AIM OF THE TASK:
Recast the part of the data that opens with the line containing "Please provide the mask of every instance of the bicycle." and closes with the end of the data as a Markdown table, with the row number under Row and the line itself under Line. Leave out blank lines.

───── DATA RECORDS ─────

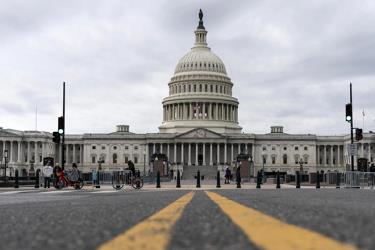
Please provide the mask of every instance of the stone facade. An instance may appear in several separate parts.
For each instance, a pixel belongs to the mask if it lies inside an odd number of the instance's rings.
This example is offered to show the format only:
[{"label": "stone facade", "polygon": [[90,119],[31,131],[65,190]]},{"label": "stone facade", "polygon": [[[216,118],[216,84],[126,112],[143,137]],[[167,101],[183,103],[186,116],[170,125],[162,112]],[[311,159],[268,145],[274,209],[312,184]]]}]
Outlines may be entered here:
[{"label": "stone facade", "polygon": [[[84,172],[98,168],[119,170],[132,160],[144,172],[154,153],[165,154],[173,168],[182,171],[196,166],[214,170],[236,166],[239,154],[254,162],[254,172],[300,170],[344,171],[350,164],[350,135],[317,136],[287,134],[274,126],[268,134],[245,134],[238,124],[238,100],[224,63],[207,47],[207,31],[200,20],[195,44],[178,62],[163,100],[163,122],[159,133],[135,134],[119,125],[110,134],[66,135],[66,165],[77,163]],[[375,134],[365,133],[358,144],[357,158],[374,163]],[[52,134],[0,128],[0,160],[8,150],[8,174],[15,169],[26,175],[42,166],[45,157],[61,162],[60,146]]]}]

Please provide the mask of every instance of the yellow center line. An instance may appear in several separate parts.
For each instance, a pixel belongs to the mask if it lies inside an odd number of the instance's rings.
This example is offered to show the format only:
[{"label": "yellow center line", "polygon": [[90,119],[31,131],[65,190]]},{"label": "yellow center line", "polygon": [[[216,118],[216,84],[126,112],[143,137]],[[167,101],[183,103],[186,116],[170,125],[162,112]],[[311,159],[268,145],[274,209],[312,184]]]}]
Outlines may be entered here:
[{"label": "yellow center line", "polygon": [[206,194],[260,249],[356,249],[349,244],[340,243],[320,233],[275,219],[219,194],[209,191],[206,191]]},{"label": "yellow center line", "polygon": [[190,192],[151,217],[145,219],[123,234],[99,246],[99,250],[166,249],[171,231],[176,221],[181,217],[186,205],[191,201],[194,192]]}]

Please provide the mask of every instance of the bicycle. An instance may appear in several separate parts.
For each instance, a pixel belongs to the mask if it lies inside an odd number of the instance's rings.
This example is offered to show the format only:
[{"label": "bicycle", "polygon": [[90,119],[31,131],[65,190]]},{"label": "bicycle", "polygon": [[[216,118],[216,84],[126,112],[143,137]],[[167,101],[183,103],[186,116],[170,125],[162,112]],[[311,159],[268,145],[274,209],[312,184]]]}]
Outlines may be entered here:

─────

TASK RESULT:
| Row | Line |
|---|---|
| 1 | Please provide the mask of every instance of the bicycle. An instance may appear in several separate parts. |
| 2 | For each instance, a pixel belongs to the mask if it lies inside an odd number of the instance's rings. |
| 3 | This example is offered to show the format only: |
| 4 | [{"label": "bicycle", "polygon": [[90,119],[31,131],[65,190]]},{"label": "bicycle", "polygon": [[[216,118],[216,84],[126,112],[143,137]],[[167,101],[183,103],[186,116],[170,125],[162,112]],[[311,159],[268,145],[274,209],[312,184]]]}] |
| 5 | Outlines may be entered here: |